◆ WHAT TO WORK ON
Copy the lines of the data word for word, starting at the line that contains "Exercise. Point out every instance of the garden" and ending at the line that contains "point(143, 80)". Include both of those lines and nothing else.

◆ MATERIAL FOR THIS TASK
------------------------------
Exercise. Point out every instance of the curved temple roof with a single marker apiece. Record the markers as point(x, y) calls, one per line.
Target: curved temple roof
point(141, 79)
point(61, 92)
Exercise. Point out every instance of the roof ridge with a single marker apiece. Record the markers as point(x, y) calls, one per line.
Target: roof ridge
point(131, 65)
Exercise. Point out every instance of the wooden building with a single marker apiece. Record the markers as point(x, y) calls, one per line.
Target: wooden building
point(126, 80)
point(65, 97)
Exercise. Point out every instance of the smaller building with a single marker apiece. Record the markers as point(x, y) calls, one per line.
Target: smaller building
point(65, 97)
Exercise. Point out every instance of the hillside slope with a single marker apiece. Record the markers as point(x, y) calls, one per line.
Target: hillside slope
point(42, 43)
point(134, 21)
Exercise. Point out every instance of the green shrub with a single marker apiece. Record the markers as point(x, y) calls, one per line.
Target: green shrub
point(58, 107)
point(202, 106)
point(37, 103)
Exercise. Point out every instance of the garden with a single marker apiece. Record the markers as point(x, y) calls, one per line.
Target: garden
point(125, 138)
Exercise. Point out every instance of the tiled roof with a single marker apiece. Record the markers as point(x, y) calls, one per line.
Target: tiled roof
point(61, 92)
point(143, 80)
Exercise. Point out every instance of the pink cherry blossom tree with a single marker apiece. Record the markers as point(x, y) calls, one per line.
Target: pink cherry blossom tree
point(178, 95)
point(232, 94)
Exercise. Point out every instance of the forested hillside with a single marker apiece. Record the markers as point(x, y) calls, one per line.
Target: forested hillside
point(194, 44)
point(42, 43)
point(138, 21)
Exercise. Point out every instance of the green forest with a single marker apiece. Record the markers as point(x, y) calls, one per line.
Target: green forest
------------------------------
◆ RESPONSE TO THE EXERCISE
Exercise. Point out every instance of the garden with a single marker apiece. Record the markers as point(x, y) calls, one per line.
Target: garden
point(125, 138)
Exercise. Point out every instance of the tiled roof with a single marker apiece. Record the markers as point(x, y) calls, one per line.
Target: tiled roof
point(61, 92)
point(143, 80)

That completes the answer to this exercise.